Interoperability: We have been talking about this for a long time. However, it seems that healthcare data is more fragmented than ever. But, I’m still hopeful and will continue to fight against data silos so that patients, providers, and caregivers have the right data at their fingertips to properly administer and manage care. FHIR is not a four-letter word (well, it is literally, but isn’t figuratively). I’m looking forward to attending ALLL of the FHIR sessions as I’m excited about what a future free of data silos looks like. I will continue to work toward building a seamless and shareable longitudinal patient record. Call me naive, call me delusional, but I’m going to continue to build one small step at a time.

Value-Based Reimbursement: Like interoperability, value-based reimbursement is something that we’ve been talking about since I started in this industry. It’s also something for which we’ve seen slow implementation. Like interoperability, regulation will ultimately be what spurs the widespread adoption of value-based reimbursement models. With that said I’ve heard recently from several organizations and various stages of the value-based reimbursement journey that are heavily pursuing or implementing various risk-based contracts. I look forward to hearing more about which types of contracts health systems are pursuing and understanding best practices and key takeaways. In particular, I want to understand how my work in the area of population health and contract modeling and optimization can contribute to this growing area. 

Health disparities: This is a huge problem. Too often we talk about how we can’t control social determinants of health and throw our hands up in defeat. However, the truth is, that many disparities exist even when we control for social factors, geographic factors, comorbidities, economic factors, hospital characteristics, I could go on and on. We have to also look at the systematic issues. This includes making sure that we have diverse voices with a seat at the table. This is particularly true with the renewed interest in AI as AI exacerbates existing health disparities if we aren’t careful. We’ve seen this happen time and time again. As healthcare AI taskforces and organizations pop up, particularly those addressing equity and bias, I’m concerned about a lack of diversity in leadership. This is something to watch. I’m looking forward to robust discussions around health disparities and hope to see diverse voices with a seat at the table.

The Food: Like Healthcare AI solutions, food for crowds is hard to scale. So will the chicken be dry, extra dry, or Sahara Dessert dry? Only time will time.
*****
Print the passage on healthcare topics above in full, word for word.
*****
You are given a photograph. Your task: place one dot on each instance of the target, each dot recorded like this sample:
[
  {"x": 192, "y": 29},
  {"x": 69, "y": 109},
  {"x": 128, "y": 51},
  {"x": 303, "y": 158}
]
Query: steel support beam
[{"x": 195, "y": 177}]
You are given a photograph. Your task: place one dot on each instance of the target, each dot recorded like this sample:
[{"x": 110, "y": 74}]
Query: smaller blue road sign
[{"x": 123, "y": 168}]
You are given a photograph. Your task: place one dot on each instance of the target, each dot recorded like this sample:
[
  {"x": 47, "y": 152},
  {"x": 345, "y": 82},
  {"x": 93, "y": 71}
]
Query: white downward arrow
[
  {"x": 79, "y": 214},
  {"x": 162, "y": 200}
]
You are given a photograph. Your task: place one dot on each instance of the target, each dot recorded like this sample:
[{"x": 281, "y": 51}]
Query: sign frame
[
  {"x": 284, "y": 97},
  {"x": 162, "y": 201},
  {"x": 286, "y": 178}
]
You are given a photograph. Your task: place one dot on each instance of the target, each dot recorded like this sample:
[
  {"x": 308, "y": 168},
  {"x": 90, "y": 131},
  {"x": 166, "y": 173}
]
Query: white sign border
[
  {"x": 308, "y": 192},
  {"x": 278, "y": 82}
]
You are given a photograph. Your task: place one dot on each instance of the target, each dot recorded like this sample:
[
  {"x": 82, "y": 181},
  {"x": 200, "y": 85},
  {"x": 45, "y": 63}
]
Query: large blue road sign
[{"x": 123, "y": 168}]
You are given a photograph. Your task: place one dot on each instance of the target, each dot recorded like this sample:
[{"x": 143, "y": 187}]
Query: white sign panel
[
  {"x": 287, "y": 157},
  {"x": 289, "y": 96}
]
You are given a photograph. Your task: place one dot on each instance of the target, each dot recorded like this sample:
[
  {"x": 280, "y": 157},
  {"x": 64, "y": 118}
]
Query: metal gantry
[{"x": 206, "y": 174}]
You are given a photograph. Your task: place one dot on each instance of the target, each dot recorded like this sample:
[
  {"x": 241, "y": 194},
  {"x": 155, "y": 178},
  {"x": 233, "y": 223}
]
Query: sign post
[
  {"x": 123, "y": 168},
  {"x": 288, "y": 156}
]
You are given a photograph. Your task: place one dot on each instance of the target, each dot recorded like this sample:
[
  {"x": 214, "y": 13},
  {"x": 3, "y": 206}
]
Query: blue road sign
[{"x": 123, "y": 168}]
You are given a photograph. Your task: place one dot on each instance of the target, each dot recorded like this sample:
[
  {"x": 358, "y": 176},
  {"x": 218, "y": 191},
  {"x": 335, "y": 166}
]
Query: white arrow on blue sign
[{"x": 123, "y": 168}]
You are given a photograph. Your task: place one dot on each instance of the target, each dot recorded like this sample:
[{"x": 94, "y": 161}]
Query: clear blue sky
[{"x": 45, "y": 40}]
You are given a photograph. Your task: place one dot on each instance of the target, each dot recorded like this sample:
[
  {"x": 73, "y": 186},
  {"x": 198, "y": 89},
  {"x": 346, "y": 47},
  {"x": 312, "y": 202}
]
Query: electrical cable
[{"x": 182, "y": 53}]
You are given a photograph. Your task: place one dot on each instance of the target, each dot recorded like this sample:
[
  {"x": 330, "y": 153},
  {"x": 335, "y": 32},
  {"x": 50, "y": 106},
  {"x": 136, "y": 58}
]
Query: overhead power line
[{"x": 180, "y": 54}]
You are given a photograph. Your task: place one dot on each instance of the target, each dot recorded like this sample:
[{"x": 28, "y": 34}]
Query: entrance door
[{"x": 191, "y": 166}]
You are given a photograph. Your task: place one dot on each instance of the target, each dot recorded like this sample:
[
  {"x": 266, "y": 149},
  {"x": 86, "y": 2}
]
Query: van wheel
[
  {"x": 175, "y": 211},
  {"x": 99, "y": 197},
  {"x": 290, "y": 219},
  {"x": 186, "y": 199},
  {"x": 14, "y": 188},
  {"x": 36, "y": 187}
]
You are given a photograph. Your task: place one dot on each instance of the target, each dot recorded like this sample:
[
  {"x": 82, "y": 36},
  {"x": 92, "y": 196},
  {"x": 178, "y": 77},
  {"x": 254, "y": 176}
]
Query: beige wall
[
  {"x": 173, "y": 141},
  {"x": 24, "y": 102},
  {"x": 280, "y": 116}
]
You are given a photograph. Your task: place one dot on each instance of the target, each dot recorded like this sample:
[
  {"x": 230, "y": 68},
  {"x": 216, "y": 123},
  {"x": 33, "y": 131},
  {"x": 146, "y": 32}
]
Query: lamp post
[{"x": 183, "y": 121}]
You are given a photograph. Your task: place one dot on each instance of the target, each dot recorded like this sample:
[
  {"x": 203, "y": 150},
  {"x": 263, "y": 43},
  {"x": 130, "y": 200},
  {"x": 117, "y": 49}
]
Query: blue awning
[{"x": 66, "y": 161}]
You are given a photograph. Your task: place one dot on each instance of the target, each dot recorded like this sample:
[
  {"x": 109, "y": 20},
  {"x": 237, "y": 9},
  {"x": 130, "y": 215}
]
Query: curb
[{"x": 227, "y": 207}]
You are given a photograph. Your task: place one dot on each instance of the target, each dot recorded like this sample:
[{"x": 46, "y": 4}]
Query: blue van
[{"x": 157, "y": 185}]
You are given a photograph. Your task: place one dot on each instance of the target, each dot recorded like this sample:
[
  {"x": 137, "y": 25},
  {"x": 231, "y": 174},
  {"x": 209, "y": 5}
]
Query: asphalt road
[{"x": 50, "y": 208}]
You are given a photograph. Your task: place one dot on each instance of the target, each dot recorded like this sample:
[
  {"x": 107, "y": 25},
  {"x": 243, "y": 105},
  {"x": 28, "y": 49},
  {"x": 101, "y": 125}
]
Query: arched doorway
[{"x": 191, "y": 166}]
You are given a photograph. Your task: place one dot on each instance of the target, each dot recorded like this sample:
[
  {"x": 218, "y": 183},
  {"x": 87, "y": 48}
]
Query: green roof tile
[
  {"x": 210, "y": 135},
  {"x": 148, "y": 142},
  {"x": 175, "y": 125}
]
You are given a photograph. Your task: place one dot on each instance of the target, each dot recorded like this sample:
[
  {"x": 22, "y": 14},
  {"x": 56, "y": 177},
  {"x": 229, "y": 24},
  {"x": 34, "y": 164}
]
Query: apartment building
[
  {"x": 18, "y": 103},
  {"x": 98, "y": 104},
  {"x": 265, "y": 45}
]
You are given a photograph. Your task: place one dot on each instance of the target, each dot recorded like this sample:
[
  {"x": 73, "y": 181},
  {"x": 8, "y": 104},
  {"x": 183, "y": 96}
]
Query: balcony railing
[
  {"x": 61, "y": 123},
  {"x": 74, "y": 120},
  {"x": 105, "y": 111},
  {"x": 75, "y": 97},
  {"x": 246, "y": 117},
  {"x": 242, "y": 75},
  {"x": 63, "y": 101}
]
*****
Task result:
Interoperability: We have been talking about this for a long time. However, it seems that healthcare data is more fragmented than ever. But, I’m still hopeful and will continue to fight against data silos so that patients, providers, and caregivers have the right data at their fingertips to properly administer and manage care. FHIR is not a four-letter word (well, it is literally, but isn’t figuratively). I’m looking forward to attending ALLL of the FHIR sessions as I’m excited about what a future free of data silos looks like. I will continue to work toward building a seamless and shareable longitudinal patient record. Call me naive, call me delusional, but I’m going to continue to build one small step at a time.

Value-Based Reimbursement: Like interoperability, value-based reimbursement is something that we’ve been talking about since I started in this industry. It’s also something for which we’ve seen slow implementation. Like interoperability, regulation will ultimately be what spurs the widespread adoption of value-based reimbursement models. With that said I’ve heard recently from several organizations and various stages of the value-based reimbursement journey that are heavily pursuing or implementing various risk-based contracts. I look forward to hearing more about which types of contracts health systems are pursuing and understanding best practices and key takeaways. In particular, I want to understand how my work in the area of population health and contract modeling and optimization can contribute to this growing area. 

Health disparities: This is a huge problem. Too often we talk about how we can’t control social determinants of health and throw our hands up in defeat. However, the truth is, that many disparities exist even when we control for social factors, geographic factors, comorbidities, economic factors, hospital characteristics, I could go on and on. We have to also look at the systematic issues. This includes making sure that we have diverse voices with a seat at the table. This is particularly true with the renewed interest in AI as AI exacerbates existing health disparities if we aren’t careful. We’ve seen this happen time and time again. As healthcare AI taskforces and organizations pop up, particularly those addressing equity and bias, I’m concerned about a lack of diversity in leadership. This is something to watch. I’m looking forward to robust discussions around health disparities and hope to see diverse voices with a seat at the table.

The Food: Like Healthcare AI solutions, food for crowds is hard to scale. So will the chicken be dry, extra dry, or Sahara Dessert dry? Only time will time.